STATED PROBLEM: Reproduce all of the data that follows, character for character.

MATERIAL SHOWN:
╭──

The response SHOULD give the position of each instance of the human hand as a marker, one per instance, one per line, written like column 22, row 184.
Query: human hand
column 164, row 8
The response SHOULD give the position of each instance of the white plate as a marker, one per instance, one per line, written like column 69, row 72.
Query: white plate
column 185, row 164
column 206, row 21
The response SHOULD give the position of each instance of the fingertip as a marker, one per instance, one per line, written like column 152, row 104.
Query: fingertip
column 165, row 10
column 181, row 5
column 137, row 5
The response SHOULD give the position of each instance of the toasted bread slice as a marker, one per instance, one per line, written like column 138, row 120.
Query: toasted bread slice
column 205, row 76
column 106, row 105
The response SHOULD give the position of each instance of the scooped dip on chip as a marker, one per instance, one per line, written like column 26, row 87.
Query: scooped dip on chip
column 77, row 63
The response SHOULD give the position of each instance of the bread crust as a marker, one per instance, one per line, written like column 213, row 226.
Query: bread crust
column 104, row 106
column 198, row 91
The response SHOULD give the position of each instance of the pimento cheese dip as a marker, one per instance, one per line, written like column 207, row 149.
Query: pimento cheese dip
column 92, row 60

╰──

TASK OUTPUT:
The response SHOULD give the position of each instance of the human hand as a marker, one per instance, one per line, written like column 22, row 184.
Query: human hand
column 164, row 8
The response SHOULD give the position of each instance of the white plate as a marker, one per instance, one per line, written like column 69, row 72.
Query: white plate
column 185, row 164
column 206, row 21
The response SHOULD give the position of each instance of the fingertip as a marker, one per instance, one per line, written like column 152, row 104.
Query: fingertip
column 165, row 10
column 181, row 5
column 137, row 5
The response SHOULD give the position of each instance of the toasted bread slice as a marker, one per instance, one per line, written like column 138, row 120.
Query: toasted bread slice
column 205, row 76
column 106, row 105
The response SHOULD give the position of each instance of the scooped dip on chip as a marker, one per instance, one per line, written like column 26, row 87.
Query: scooped dip on chip
column 77, row 63
The response SHOULD give the position of each instance of the bread crust as a marker, one per instance, one per line, written like column 213, row 226.
Query: bread crust
column 104, row 106
column 198, row 91
The response SHOULD give the position of each instance of the pimento cheese dip as a marker, one per instance, one per line, written like column 207, row 149.
Query: pimento cheese dip
column 92, row 60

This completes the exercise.